#### Exercise
Please report each line of the listing below that contains the word "brown".

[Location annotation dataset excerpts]
_____

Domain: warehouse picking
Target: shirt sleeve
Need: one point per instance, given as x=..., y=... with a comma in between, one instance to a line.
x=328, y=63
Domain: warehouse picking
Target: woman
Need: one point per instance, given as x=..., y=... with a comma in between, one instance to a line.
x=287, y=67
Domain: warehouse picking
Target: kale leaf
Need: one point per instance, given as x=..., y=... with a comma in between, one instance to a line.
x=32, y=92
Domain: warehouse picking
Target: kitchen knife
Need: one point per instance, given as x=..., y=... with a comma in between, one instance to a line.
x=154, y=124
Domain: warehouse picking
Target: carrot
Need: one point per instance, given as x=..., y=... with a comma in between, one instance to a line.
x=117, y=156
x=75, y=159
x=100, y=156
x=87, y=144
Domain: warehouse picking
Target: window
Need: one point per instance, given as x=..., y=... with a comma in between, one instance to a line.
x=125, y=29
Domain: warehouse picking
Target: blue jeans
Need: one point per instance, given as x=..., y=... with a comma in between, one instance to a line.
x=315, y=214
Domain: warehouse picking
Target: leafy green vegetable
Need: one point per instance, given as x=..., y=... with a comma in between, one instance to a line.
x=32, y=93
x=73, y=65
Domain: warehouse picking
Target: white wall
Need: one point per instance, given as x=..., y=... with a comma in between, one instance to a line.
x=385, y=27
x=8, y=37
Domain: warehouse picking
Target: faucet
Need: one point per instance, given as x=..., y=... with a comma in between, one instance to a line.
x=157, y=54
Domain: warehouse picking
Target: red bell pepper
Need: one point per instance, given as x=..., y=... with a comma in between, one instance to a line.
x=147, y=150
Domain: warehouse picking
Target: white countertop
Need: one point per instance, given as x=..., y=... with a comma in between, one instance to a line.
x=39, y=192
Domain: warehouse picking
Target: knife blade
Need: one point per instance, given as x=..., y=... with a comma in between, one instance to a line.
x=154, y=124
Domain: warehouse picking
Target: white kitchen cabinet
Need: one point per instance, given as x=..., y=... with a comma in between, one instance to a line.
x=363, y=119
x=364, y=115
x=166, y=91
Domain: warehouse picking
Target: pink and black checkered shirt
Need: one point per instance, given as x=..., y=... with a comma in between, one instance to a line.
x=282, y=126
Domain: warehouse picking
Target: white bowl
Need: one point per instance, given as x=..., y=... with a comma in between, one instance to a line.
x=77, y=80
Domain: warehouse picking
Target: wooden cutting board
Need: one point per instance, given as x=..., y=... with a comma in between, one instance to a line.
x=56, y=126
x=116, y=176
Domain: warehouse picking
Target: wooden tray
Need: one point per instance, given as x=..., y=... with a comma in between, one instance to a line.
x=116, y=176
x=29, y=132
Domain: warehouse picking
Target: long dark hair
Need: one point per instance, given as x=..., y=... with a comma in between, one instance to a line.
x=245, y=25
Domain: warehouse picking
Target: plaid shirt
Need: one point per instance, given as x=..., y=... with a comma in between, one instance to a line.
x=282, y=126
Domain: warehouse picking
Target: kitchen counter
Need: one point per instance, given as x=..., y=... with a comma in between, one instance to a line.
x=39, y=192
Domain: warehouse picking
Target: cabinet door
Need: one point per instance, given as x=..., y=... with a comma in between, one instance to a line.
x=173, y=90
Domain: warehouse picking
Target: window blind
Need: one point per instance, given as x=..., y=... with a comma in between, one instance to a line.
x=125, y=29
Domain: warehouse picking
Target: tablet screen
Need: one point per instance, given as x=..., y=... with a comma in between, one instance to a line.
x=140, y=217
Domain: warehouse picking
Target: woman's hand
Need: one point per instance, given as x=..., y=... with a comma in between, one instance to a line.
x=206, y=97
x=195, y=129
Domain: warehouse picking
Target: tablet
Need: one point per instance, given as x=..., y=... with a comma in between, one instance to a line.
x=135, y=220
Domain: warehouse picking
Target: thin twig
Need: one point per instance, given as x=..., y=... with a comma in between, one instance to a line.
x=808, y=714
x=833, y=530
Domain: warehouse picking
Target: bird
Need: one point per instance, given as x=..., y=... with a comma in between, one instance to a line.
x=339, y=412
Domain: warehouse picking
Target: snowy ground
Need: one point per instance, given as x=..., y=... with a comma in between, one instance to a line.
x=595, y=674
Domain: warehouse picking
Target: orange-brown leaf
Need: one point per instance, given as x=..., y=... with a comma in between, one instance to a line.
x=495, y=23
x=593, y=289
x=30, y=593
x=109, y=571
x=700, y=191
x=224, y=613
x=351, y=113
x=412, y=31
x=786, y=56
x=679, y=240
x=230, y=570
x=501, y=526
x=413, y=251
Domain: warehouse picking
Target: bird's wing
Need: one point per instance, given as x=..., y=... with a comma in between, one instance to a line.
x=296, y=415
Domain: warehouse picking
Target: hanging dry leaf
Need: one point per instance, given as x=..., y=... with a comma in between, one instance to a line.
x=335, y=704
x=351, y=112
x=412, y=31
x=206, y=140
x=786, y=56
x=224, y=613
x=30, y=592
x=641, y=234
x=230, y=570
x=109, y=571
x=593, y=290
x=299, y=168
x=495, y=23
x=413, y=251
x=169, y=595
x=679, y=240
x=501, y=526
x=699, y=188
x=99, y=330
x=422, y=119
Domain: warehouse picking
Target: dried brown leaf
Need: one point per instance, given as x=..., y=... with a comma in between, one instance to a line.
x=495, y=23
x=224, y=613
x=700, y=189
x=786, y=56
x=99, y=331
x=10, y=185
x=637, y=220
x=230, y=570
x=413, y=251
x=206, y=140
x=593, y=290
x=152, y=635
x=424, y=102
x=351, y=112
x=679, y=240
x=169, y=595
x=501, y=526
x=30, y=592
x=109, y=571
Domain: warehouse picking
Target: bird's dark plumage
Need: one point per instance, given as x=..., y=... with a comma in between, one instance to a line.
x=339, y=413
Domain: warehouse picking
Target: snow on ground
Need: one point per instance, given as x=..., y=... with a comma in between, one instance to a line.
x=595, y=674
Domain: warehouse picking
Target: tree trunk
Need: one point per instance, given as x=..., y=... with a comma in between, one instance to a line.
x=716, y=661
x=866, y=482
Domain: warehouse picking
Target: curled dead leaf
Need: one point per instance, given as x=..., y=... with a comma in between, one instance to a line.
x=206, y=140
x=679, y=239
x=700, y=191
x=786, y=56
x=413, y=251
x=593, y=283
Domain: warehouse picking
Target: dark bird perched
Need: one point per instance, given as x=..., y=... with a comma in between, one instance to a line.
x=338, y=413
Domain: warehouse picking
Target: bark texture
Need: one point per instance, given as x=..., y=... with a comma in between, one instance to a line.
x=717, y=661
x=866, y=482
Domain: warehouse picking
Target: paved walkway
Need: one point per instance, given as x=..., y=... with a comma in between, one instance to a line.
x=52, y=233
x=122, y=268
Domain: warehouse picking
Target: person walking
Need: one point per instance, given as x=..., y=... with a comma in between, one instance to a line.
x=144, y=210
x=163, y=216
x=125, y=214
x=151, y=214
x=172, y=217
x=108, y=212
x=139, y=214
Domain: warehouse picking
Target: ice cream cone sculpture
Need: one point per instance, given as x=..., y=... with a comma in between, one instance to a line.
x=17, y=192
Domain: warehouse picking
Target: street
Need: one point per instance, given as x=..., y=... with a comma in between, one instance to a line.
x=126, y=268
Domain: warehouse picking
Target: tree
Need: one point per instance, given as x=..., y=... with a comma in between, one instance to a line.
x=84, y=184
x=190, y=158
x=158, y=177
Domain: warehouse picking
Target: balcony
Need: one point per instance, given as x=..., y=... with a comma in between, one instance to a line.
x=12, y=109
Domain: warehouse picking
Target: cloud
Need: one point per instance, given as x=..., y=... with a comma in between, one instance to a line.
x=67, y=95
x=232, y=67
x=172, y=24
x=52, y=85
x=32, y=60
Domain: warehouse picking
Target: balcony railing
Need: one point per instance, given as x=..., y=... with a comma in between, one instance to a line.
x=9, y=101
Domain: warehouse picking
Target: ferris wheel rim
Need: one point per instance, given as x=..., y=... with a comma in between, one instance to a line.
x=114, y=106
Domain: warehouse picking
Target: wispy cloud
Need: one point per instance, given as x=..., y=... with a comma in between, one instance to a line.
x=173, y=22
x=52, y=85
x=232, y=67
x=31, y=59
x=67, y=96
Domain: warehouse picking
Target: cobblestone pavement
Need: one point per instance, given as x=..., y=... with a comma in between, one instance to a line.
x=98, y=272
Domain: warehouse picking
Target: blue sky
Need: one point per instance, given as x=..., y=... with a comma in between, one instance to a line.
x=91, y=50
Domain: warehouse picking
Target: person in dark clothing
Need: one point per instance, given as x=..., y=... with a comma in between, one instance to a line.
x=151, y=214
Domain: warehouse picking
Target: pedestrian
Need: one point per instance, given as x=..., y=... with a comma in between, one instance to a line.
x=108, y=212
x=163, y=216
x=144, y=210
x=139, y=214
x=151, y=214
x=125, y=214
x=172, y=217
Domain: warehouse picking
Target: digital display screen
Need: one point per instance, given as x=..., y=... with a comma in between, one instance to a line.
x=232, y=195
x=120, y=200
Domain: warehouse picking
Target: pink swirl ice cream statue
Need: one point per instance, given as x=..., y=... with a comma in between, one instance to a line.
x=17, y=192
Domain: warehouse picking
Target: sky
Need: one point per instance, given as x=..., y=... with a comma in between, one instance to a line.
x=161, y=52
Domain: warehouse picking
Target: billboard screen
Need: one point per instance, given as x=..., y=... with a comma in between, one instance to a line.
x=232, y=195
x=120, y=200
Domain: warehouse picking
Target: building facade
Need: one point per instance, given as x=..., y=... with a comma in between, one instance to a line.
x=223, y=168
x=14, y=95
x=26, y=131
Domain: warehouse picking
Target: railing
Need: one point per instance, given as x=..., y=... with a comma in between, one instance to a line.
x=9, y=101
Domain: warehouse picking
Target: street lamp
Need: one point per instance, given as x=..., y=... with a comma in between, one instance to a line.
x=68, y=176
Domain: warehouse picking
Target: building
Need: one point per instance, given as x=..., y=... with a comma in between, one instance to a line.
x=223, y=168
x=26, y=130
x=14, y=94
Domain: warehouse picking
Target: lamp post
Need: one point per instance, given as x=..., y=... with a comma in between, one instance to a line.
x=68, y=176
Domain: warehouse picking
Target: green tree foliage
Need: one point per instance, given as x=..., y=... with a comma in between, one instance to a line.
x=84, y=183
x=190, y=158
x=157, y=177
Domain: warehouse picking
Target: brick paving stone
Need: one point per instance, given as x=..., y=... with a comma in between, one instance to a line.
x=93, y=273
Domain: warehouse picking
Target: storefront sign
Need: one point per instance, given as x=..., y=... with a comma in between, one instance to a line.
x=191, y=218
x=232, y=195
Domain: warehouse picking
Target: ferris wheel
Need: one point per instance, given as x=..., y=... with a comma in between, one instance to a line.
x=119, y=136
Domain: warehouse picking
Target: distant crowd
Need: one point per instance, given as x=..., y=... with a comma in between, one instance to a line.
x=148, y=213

_____

#### Exercise solution
Target: orange-brown leaf
Target: dried brown leaf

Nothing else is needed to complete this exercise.